:: Problem ::
Quote the passage on surgical margins and survival in bladder cancer in full, word for word.

:: Extracted text ::

*** Begin section ***

Similar to some previous studies (15,18), patients with positive margins had a worse prognosis. Positive margins may be attributed to immature surgical techniques, inappropriate specimen handling or processing process, inaccurate pathological assessment and inadequate dissection extent; while extensive exfoliation of soft tissue around the bladder may result in negative margins (13).

Furthermore, our study also found that OS was correlated with the age at which patients were transferred. The risk of death for older-than-63 patients was 1.87 times higher than that of their younger-than-63 counterparts (P=0.039). We believe this is a result of the late onset of bladder cancer and the natural lifespan of human beings.

*** End section ***

:: Referring expression data ::
*** Begin section ***

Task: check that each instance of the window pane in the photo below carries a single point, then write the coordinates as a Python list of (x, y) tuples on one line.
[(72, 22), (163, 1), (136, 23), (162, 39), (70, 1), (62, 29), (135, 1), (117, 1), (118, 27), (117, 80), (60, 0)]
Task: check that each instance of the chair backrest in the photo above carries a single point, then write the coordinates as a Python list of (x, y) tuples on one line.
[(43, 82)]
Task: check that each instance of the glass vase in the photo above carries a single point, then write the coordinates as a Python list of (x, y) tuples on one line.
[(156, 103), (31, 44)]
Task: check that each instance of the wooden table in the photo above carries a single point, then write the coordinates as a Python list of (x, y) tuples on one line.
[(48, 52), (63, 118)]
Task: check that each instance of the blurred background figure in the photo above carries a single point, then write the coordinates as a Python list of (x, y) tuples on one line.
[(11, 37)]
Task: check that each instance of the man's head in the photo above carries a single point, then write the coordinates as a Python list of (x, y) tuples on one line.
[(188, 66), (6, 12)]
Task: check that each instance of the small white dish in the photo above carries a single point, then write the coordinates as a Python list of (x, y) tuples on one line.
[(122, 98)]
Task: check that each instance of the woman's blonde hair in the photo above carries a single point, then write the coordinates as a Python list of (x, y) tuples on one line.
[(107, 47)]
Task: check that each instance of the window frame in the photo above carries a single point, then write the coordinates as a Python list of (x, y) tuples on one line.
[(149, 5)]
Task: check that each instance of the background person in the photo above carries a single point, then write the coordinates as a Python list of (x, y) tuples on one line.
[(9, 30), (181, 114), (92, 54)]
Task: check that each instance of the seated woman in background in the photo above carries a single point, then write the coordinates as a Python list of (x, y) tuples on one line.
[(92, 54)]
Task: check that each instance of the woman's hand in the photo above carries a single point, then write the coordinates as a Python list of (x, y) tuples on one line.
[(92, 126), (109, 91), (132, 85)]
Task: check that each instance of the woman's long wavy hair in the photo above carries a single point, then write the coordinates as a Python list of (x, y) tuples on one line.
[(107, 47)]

*** End section ***

:: Result ::
Similar to some previous studies (15,18), patients with positive margins had a worse prognosis. Positive margins may be attributed to immature surgical techniques, inappropriate specimen handling or processing process, inaccurate pathological assessment and inadequate dissection extent; while extensive exfoliation of soft tissue around the bladder may result in negative margins (13).

Furthermore, our study also found that OS was correlated with the age at which patients were transferred. The risk of death for older-than-63 patients was 1.87 times higher than that of their younger-than-63 counterparts (P=0.039). We believe this is a result of the late onset of bladder cancer and the natural lifespan of human beings.